##### Supplied information
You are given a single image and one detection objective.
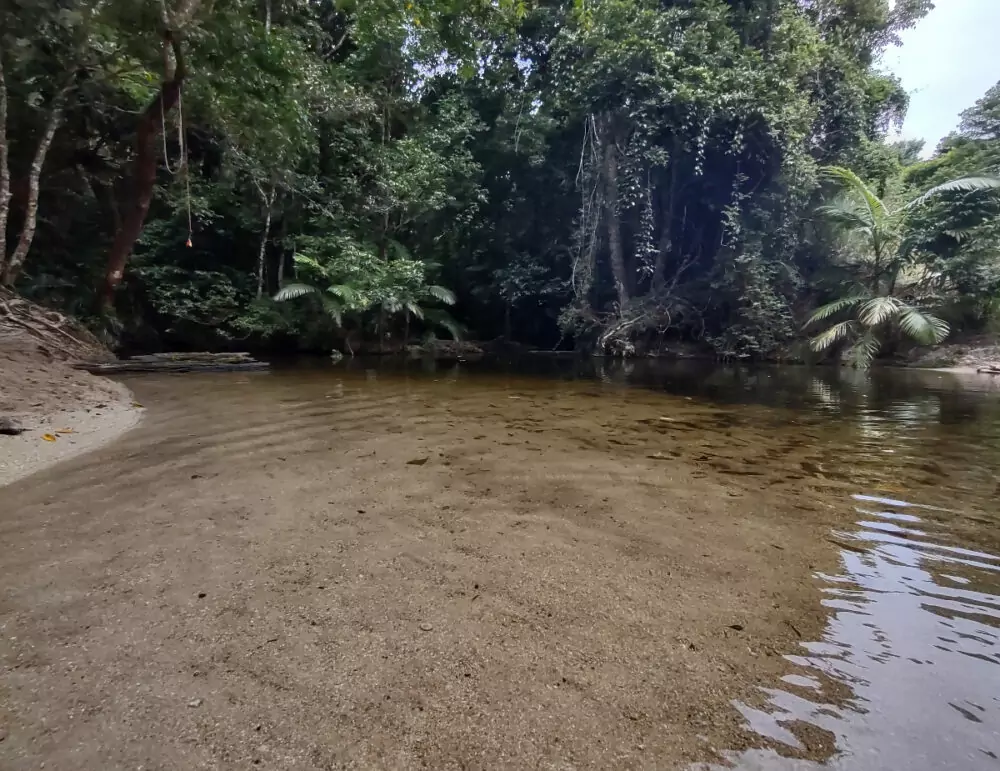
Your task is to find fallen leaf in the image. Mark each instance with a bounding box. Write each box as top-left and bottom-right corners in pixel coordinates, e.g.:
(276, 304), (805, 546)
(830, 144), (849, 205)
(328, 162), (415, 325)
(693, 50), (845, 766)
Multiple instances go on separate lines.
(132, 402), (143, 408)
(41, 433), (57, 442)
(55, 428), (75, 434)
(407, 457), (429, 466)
##########
» Description of the task
All lines that hold the word "image" should be copied from the data.

» Finished task
You are given a single image and one detection objective.
Your task is to find fallen leaf in the image. Mark each instance with a bounding box. Write each box as top-left and bottom-right corners in pixel coordinates, e.g.:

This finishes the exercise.